======== EXCERPT ========

This Analog Life posted a painting from the Palmsonntag series, by Anselm Kiefer (via History of Our World). I came to it through Mrs. Odradek and Petitchou. It’s been more than a year since the last time I posted anything by Kiefer, whose work I like a great deal. This Analog Life also posted this, from the same series:
Palmsonntag means ’Palm Sunday’ in German, and many of the individual paintings are arresting. Kiefer’s visibly intelligible interrogation of and immersion in religious metaphors is both seasonally appropriate to mention and relevant to something Hungry Ghoast mentioned in reply to this post:
Something I read recently while trying to do some cursory research on “rational” vs. “post-rational” thinking: By allowing space for metaphors to expand, poetry taps into the wisdom of post-rationality in ways that allow our rational minds to glimpse that higher level of knowing.
Increasingly, I think of art as a space which allows resistance to whatever modes of comprehension are socially dominant at a given time, not as some formal experiment but to permit other forms of intellection, other forms of knowing. This is what art has in common with religion: an emphasis on escaping the strictures of prescribed analytical methods, whether they are political or materialistic or social (at times, they are religious, and religion rebels against itself). As the link Hungry Ghoast sent notes, “Post-rational awareness is beyond words: paradoxical, mysterious, and powerful. If post-rationality could be easily conveyed in words, there would be no need for the strict meditative practices of Zen…”
But it is not words so much as the logic of ordinary language, crushing cliche, camouflaging banality, all the wanting which distracts us, all the routine that confines us in the future and the past and within ourselves. All sorts of alternative forms of thought, creation, and experience exist to enable our escape, and while the term “post-rational” might seem to suggest that they supersede the empirical or scientifically-objective view of the world, I tend to think of them rather as complementary. For whatever transcendence paintings, novels, songs, rites, and rituals bring, science alone brings medicine. I consider neither at all disposable.

========

> WHAT THE EXERCISE ASKS:
From the blog post about Kiefer's Palmsonntag paintings, reproduce word for word the part that begins with the words containing "But it is not" and ends with "at all disposable.".

======== DATA EXTRACTS ========

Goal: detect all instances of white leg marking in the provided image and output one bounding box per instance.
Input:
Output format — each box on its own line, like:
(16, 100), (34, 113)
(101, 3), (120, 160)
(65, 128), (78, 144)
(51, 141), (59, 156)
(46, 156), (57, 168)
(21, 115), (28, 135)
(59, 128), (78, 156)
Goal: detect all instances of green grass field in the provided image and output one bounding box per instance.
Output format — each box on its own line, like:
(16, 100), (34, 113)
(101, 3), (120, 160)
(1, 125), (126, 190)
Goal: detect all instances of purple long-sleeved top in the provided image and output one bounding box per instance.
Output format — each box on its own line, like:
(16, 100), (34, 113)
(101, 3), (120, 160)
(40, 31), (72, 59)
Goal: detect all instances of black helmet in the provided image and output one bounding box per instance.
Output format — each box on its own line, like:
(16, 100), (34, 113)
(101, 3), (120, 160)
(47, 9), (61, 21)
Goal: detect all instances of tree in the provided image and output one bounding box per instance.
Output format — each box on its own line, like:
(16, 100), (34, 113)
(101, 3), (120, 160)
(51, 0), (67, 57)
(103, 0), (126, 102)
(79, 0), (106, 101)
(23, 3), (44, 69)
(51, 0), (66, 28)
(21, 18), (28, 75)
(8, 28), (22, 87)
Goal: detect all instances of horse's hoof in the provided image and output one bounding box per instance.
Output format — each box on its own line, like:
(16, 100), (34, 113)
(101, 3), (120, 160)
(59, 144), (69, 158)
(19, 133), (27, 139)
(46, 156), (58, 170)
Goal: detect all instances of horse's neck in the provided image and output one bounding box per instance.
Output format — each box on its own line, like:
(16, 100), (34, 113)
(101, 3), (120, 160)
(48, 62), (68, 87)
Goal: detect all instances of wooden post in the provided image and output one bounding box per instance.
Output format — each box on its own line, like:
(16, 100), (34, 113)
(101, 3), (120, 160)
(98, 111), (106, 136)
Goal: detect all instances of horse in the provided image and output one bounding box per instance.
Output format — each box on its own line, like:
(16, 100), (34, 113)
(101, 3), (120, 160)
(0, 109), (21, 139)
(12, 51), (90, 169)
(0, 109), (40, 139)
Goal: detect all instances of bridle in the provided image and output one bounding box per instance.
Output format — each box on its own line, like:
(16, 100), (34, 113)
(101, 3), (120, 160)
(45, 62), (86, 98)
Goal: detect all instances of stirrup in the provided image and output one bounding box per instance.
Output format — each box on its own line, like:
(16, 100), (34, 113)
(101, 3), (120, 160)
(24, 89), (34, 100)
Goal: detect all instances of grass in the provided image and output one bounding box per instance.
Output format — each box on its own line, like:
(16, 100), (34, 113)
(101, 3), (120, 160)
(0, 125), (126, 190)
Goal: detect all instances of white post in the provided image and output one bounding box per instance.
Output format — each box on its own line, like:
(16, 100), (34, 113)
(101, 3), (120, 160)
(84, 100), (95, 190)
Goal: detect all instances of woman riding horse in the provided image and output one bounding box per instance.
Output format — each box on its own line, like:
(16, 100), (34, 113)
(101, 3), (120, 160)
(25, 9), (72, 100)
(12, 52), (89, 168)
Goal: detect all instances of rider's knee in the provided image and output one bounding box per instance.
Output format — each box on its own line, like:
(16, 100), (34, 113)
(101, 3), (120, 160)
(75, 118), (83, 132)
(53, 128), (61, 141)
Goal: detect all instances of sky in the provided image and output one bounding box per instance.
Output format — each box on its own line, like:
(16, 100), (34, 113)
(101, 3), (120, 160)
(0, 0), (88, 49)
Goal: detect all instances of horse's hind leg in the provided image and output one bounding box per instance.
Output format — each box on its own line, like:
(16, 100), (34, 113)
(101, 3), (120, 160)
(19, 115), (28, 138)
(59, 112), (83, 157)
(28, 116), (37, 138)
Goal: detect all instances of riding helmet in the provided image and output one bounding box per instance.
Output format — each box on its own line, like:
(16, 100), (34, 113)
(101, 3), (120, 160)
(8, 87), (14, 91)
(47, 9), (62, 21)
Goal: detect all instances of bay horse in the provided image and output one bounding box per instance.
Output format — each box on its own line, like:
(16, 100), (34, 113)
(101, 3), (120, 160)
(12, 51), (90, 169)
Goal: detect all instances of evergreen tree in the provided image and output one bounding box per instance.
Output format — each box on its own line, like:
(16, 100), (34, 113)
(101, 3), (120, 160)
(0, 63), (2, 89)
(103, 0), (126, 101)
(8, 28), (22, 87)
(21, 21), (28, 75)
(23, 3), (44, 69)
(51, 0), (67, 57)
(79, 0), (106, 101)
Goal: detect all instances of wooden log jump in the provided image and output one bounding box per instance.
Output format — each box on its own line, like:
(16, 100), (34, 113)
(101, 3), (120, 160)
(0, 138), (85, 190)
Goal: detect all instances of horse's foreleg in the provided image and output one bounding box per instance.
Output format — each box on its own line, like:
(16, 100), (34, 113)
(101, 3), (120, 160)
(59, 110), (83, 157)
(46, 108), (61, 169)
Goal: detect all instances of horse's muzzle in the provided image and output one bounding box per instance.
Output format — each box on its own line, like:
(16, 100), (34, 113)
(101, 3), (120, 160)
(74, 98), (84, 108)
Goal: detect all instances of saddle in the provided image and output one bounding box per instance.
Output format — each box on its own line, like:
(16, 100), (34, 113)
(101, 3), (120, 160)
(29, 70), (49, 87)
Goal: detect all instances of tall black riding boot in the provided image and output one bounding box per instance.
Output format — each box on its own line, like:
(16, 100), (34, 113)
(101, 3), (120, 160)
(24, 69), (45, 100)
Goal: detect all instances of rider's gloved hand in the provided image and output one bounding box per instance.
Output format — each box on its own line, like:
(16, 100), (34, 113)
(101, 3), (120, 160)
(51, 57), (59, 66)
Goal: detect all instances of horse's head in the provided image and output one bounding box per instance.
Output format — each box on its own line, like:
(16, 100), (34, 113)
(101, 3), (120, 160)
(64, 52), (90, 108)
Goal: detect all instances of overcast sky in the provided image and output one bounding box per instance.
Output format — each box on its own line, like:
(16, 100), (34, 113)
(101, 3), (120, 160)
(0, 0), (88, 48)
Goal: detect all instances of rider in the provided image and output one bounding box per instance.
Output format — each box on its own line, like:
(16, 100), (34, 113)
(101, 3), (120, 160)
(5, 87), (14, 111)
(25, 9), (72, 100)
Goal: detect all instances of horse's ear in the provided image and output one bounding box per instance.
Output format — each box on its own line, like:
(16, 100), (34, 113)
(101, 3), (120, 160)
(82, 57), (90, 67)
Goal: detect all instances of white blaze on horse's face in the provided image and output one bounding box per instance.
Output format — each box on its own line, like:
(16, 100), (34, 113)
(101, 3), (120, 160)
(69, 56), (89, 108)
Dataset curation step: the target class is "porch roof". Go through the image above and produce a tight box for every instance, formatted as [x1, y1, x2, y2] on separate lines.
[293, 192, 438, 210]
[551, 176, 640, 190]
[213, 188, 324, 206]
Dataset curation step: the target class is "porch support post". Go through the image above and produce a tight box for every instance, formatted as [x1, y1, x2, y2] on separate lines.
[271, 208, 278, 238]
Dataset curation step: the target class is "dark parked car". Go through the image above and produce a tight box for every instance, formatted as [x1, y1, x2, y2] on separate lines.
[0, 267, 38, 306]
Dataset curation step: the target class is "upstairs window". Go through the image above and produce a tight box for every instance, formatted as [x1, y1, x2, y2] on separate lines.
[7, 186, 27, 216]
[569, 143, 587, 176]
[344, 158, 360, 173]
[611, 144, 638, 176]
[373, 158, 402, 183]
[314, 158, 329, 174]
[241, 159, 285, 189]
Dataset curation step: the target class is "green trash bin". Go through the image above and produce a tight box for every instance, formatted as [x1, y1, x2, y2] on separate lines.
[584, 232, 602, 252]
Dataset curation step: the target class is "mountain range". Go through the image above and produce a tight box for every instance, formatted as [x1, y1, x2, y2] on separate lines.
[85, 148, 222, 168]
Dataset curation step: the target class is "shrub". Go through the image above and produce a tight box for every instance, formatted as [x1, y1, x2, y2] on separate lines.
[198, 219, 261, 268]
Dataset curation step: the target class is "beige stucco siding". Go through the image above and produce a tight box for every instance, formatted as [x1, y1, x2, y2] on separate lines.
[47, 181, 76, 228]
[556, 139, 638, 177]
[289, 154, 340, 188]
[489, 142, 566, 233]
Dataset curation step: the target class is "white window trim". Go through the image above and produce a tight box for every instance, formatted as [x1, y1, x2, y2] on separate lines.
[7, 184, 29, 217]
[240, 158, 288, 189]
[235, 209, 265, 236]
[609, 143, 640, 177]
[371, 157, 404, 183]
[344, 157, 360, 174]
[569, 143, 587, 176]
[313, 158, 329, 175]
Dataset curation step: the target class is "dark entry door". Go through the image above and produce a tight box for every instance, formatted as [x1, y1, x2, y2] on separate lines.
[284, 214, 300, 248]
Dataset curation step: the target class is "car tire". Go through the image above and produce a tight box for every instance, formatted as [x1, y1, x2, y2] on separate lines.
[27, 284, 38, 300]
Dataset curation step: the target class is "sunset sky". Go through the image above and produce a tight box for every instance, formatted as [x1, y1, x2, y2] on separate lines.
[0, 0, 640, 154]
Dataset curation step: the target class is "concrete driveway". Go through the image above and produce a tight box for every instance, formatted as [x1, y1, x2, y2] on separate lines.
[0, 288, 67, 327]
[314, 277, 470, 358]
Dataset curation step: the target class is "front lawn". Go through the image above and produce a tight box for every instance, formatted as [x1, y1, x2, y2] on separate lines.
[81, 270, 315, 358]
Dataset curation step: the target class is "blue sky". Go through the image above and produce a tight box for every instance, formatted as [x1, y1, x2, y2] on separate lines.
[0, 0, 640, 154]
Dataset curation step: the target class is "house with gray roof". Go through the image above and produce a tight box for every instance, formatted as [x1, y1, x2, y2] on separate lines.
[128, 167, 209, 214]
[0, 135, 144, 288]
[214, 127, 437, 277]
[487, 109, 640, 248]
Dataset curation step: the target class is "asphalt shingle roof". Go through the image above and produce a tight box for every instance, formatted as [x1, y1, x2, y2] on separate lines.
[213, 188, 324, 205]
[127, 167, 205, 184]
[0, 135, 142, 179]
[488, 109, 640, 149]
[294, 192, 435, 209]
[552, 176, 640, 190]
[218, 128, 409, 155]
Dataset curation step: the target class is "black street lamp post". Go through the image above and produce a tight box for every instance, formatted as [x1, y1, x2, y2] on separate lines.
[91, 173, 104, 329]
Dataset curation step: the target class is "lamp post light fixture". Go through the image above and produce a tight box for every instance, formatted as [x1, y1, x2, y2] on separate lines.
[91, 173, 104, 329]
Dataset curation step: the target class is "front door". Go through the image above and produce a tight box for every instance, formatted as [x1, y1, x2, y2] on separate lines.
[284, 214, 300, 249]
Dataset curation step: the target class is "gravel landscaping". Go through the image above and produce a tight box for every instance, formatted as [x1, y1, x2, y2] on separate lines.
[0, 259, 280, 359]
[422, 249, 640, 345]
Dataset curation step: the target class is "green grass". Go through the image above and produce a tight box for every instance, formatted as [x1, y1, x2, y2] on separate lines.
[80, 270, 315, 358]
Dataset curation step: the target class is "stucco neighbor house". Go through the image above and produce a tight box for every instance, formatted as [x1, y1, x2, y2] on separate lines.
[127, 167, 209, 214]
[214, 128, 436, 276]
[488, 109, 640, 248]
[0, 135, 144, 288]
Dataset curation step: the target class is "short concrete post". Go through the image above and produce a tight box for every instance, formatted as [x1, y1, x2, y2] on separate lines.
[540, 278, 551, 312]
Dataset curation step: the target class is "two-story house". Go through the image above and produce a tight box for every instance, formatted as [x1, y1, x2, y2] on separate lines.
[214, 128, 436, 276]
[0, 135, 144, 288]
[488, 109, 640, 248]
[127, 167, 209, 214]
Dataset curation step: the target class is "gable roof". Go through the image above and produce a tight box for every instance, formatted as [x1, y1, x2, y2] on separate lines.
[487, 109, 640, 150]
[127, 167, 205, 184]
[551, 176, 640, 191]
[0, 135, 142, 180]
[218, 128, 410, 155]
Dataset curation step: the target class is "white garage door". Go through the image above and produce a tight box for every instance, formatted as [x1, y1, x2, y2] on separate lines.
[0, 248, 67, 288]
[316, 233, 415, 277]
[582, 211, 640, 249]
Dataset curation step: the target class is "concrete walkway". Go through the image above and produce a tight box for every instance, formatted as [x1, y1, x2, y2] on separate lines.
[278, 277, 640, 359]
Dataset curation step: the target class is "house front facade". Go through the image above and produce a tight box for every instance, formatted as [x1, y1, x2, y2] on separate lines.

========

> RESPONSE:
But it is not words so much as the logic of ordinary language, crushing cliche, camouflaging banality, all the wanting which distracts us, all the routine that confines us in the future and the past and within ourselves. All sorts of alternative forms of thought, creation, and experience exist to enable our escape, and while the term “post-rational” might seem to suggest that they supersede the empirical or scientifically-objective view of the world, I tend to think of them rather as complementary. For whatever transcendence paintings, novels, songs, rites, and rituals bring, science alone brings medicine. I consider neither at all disposable.